* [Aim of the exercise]: Reproduce word for word the data from the line containing "patrol cap, indicate" through the final line, including both of those lines.

Start of Extracted material

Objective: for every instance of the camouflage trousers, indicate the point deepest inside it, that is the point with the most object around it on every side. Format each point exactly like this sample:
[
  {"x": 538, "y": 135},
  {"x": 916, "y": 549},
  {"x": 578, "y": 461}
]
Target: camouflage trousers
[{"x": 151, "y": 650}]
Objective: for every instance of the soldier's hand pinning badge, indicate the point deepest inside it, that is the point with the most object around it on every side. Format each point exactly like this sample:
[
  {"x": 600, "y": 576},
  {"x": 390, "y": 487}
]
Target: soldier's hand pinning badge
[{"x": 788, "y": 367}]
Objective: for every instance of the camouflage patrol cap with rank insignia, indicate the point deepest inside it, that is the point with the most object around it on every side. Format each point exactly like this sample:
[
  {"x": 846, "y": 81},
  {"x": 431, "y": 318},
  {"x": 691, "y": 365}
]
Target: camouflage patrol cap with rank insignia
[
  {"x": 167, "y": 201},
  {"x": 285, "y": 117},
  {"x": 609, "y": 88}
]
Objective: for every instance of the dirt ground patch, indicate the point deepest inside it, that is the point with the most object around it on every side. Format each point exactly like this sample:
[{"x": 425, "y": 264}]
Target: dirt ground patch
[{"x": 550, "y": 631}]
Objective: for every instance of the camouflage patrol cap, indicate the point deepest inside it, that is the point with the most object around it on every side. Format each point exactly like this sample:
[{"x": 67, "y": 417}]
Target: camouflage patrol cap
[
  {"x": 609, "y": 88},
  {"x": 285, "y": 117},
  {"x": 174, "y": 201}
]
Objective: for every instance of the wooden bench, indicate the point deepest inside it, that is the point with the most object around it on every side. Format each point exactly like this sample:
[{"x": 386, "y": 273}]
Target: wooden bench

End of Extracted material

* [Solution for this problem]:
Objective: for every instance of the camouflage patrol cap, indicate the point deepest inside it, that is the point with the most object around it on every side. Format each point exactly like this sample:
[{"x": 67, "y": 417}]
Target: camouflage patrol cap
[
  {"x": 609, "y": 88},
  {"x": 285, "y": 117},
  {"x": 174, "y": 201}
]
Objective: for every instance of the wooden bench, indicate the point deepest inside it, that is the point with the most object around it on every side. Format each point exactly like this sample:
[{"x": 386, "y": 273}]
Target: wooden bench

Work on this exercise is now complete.